Extrait de page.
________________________
Quiconque relit aujourd’hui Les Grands Cimetières sous la lune, de Bernanos (1938), est frappé de leur actualité. Nous vivons le temps de la bêtise. L’Espagne (mais je crois que c’est valable pour une grande partie de l’Europe) est en proie à une crise qui n’est pas seulement économique. Toute la classe politique espagnole (syndicats compris) fait chaque jour la preuve de son ineptie. Ce sont de dangereuses marionnettes dont les mouvements désordonnés détruisent des pans entiers de leur pays, des pendus auxquels le vent donne l’illusion du mouvement. Néanmoins, et malgré l’urgence de la situation, le mouvement des ”indignés” a montré ses limites : précisément parce qu’il ne se voulait pas politique, mais une forme spontanée de révolte populaire, un ras-le-bol non violent, une occupation de l’espace public. Mais le problème, ce sont les débats pour déboucher sur un programme, et donc une action politique... Que veut-on ? Et en gros, la réponse a été : on veut que les politiques s’occupent enfin de nous.
________________________
(Enregistrements d'un jeu de données)
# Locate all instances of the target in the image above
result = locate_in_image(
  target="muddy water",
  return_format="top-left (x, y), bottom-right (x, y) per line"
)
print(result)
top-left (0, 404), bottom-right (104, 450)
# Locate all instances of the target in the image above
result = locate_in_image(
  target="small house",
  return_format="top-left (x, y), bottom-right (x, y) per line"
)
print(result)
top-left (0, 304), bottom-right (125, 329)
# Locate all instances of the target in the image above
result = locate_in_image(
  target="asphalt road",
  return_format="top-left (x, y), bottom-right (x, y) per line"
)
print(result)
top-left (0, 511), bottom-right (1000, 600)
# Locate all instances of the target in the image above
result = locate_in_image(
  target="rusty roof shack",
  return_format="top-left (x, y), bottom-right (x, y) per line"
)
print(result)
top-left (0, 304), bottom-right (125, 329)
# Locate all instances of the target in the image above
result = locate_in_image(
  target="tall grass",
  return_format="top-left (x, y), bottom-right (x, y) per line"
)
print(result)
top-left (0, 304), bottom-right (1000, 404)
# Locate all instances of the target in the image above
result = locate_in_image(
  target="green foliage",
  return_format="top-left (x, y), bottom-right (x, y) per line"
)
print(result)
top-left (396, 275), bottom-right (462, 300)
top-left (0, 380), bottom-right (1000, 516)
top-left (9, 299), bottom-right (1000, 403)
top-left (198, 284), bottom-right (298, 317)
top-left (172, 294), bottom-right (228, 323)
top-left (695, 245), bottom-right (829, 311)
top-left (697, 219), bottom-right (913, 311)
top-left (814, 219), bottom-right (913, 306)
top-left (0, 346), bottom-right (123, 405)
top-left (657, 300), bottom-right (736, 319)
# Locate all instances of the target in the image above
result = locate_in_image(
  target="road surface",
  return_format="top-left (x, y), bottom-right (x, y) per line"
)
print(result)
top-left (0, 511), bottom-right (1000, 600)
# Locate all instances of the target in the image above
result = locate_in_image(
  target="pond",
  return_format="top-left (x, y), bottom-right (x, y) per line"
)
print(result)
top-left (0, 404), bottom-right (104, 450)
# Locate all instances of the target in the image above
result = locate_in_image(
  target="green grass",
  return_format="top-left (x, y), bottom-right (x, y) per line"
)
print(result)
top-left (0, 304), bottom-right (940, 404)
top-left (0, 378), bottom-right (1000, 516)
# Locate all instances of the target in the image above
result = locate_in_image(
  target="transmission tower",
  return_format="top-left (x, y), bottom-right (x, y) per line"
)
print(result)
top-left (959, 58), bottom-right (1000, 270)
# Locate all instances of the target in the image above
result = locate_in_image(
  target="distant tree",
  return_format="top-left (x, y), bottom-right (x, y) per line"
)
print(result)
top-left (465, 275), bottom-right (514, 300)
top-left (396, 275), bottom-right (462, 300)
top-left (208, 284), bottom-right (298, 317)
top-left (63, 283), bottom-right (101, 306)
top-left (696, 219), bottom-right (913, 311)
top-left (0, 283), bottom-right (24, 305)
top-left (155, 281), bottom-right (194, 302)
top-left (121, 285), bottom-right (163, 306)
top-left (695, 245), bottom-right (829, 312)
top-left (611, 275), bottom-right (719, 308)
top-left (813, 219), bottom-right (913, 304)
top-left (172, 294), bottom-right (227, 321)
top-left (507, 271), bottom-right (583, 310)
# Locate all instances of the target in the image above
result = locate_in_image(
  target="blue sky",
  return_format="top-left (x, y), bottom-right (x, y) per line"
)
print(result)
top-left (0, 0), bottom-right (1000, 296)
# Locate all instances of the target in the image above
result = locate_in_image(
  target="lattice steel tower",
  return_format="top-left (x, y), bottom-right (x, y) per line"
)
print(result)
________________________
Répondez brièvement à partir de l'extrait de page ci-dessus :
(a) En quelle année ont paru Les Grands Cimetières sous la lune ?
(b) Qu'inclut l'auteur, entre parenthèses, dans « toute la classe politique espagnole » ?
(c) Quelle réponse est donnée à la question « Que veut-on ? » ?

Réponse attendue.
(a) En 1938.
(b) Les syndicats.
(c) On veut que les politiques s'occupent enfin de nous.